Reading passage:
+ + + +

1

I'm having problems trying to insert strings containing UTF-8 encoded Chinese characters and punctuations into a SQL Server 2008 table (default installation) from my Delphi 7 application using Zeosdb native SQL Server library.

I remembered in the past I had problems inserting UTF8 string into SQL Server even using PHP and other methods so I believe that this problem is not unique to Zeosdb.

It doesn't happen all the time, some UTF8 encoded strings can get inserted successfully but some not. I can't figure out what is it in the string that caused the failure.

Table schema:

CREATE TABLE [dbo].[incominglog](
    [number] [varchar](50) NULL,
    [keyword] [varchar](1000) NULL,
    [message] [varchar](1000) NULL,
    [messagepart1] [varchar](1000) NULL,
    [datetime] [varchar](50) NULL,
    [recipient] [varchar](50) NULL
) ON [PRIMARY]

SQL statement template:

INSERT INTO INCOMINGLOG ([Number], [Keyword], [Message], [MessagePart1], [Datetime], [Recipient]) 
VALUES('{N}', '{KEYWORD}', '{M}', '{M1}', '{TIMESTAMP}', '{NAME}')

The parameter {KEYWORD}, {M} and {M1} can contain UTF8 string.

For example, the following statement will return an error:

Incorrect syntax near 'é¢'. Unclosed quotation mark after the character string '全力克æœå››ç§å±é™©','2013-06-19 17:07:28','')'.

INSERT INTO INCOMINGLOG ([Number], [Keyword], [Message], [MessagePart1], [Datetime], [Recipient]) 
VALUES('+6590621005', '题', '题 [全力克æœå››ç§å±é™© åšå†³æ‰«é™¤ä½œé£Žä¹‹å¼Š]', '[全力克æœå››ç§å±é™©','2013-06-19 17:07:28', '')

Note: Please ignore the actual characters as the utf8 encoding is lost after copy and paste.

+ + + +

In the forum post about putting UTF-8 strings into SQL Server, which library does the Delphi 7 application use? Go only by the forum post above, not by the records.

Entries supplied:

+ + + +

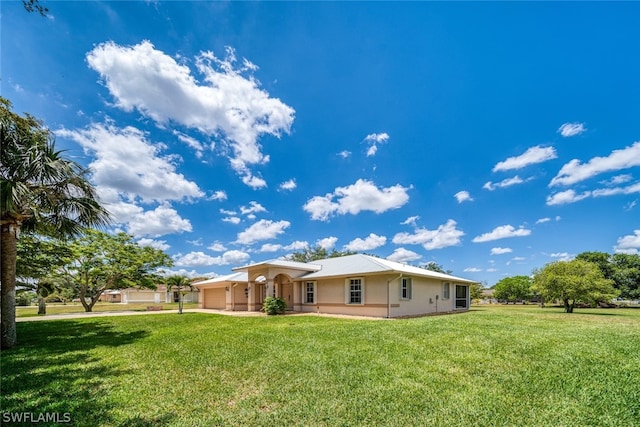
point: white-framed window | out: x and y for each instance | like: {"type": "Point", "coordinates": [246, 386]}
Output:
{"type": "Point", "coordinates": [446, 290]}
{"type": "Point", "coordinates": [309, 292]}
{"type": "Point", "coordinates": [354, 291]}
{"type": "Point", "coordinates": [406, 287]}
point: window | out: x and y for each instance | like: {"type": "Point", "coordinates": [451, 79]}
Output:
{"type": "Point", "coordinates": [406, 285]}
{"type": "Point", "coordinates": [355, 291]}
{"type": "Point", "coordinates": [309, 292]}
{"type": "Point", "coordinates": [445, 290]}
{"type": "Point", "coordinates": [461, 296]}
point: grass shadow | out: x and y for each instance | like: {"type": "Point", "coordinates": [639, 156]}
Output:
{"type": "Point", "coordinates": [53, 370]}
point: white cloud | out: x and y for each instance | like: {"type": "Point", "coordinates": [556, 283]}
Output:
{"type": "Point", "coordinates": [618, 179]}
{"type": "Point", "coordinates": [217, 247]}
{"type": "Point", "coordinates": [191, 142]}
{"type": "Point", "coordinates": [412, 220]}
{"type": "Point", "coordinates": [270, 247]}
{"type": "Point", "coordinates": [194, 259]}
{"type": "Point", "coordinates": [327, 242]}
{"type": "Point", "coordinates": [564, 197]}
{"type": "Point", "coordinates": [574, 171]}
{"type": "Point", "coordinates": [508, 182]}
{"type": "Point", "coordinates": [500, 251]}
{"type": "Point", "coordinates": [262, 230]}
{"type": "Point", "coordinates": [533, 155]}
{"type": "Point", "coordinates": [254, 207]}
{"type": "Point", "coordinates": [372, 241]}
{"type": "Point", "coordinates": [404, 255]}
{"type": "Point", "coordinates": [629, 244]}
{"type": "Point", "coordinates": [196, 242]}
{"type": "Point", "coordinates": [200, 259]}
{"type": "Point", "coordinates": [570, 196]}
{"type": "Point", "coordinates": [297, 245]}
{"type": "Point", "coordinates": [444, 236]}
{"type": "Point", "coordinates": [156, 244]}
{"type": "Point", "coordinates": [219, 195]}
{"type": "Point", "coordinates": [374, 139]}
{"type": "Point", "coordinates": [288, 185]}
{"type": "Point", "coordinates": [562, 256]}
{"type": "Point", "coordinates": [463, 196]}
{"type": "Point", "coordinates": [191, 274]}
{"type": "Point", "coordinates": [231, 219]}
{"type": "Point", "coordinates": [502, 232]}
{"type": "Point", "coordinates": [158, 222]}
{"type": "Point", "coordinates": [362, 196]}
{"type": "Point", "coordinates": [631, 189]}
{"type": "Point", "coordinates": [517, 259]}
{"type": "Point", "coordinates": [126, 162]}
{"type": "Point", "coordinates": [571, 129]}
{"type": "Point", "coordinates": [229, 101]}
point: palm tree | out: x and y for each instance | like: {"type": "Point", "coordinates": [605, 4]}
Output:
{"type": "Point", "coordinates": [182, 284]}
{"type": "Point", "coordinates": [39, 190]}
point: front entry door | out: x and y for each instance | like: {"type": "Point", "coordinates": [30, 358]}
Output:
{"type": "Point", "coordinates": [287, 295]}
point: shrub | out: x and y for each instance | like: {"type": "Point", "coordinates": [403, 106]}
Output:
{"type": "Point", "coordinates": [273, 305]}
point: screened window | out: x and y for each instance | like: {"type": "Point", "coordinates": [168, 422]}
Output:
{"type": "Point", "coordinates": [446, 290]}
{"type": "Point", "coordinates": [355, 291]}
{"type": "Point", "coordinates": [406, 285]}
{"type": "Point", "coordinates": [310, 291]}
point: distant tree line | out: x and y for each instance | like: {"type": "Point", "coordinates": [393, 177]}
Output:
{"type": "Point", "coordinates": [592, 278]}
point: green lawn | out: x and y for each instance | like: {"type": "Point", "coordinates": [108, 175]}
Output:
{"type": "Point", "coordinates": [492, 366]}
{"type": "Point", "coordinates": [76, 307]}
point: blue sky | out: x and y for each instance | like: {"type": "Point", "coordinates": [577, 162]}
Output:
{"type": "Point", "coordinates": [491, 138]}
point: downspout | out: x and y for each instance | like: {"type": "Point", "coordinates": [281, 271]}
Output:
{"type": "Point", "coordinates": [389, 295]}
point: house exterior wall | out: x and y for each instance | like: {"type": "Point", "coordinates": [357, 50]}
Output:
{"type": "Point", "coordinates": [240, 300]}
{"type": "Point", "coordinates": [132, 296]}
{"type": "Point", "coordinates": [330, 297]}
{"type": "Point", "coordinates": [214, 298]}
{"type": "Point", "coordinates": [426, 298]}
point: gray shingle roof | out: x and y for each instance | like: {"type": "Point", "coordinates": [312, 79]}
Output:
{"type": "Point", "coordinates": [366, 264]}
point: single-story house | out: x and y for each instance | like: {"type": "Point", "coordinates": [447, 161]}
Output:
{"type": "Point", "coordinates": [354, 285]}
{"type": "Point", "coordinates": [155, 296]}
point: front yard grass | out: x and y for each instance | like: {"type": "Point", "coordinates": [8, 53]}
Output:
{"type": "Point", "coordinates": [76, 307]}
{"type": "Point", "coordinates": [492, 366]}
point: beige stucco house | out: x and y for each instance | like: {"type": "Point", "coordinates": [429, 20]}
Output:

+ + + +

Answer below:
The Zeosdb native SQL Server library.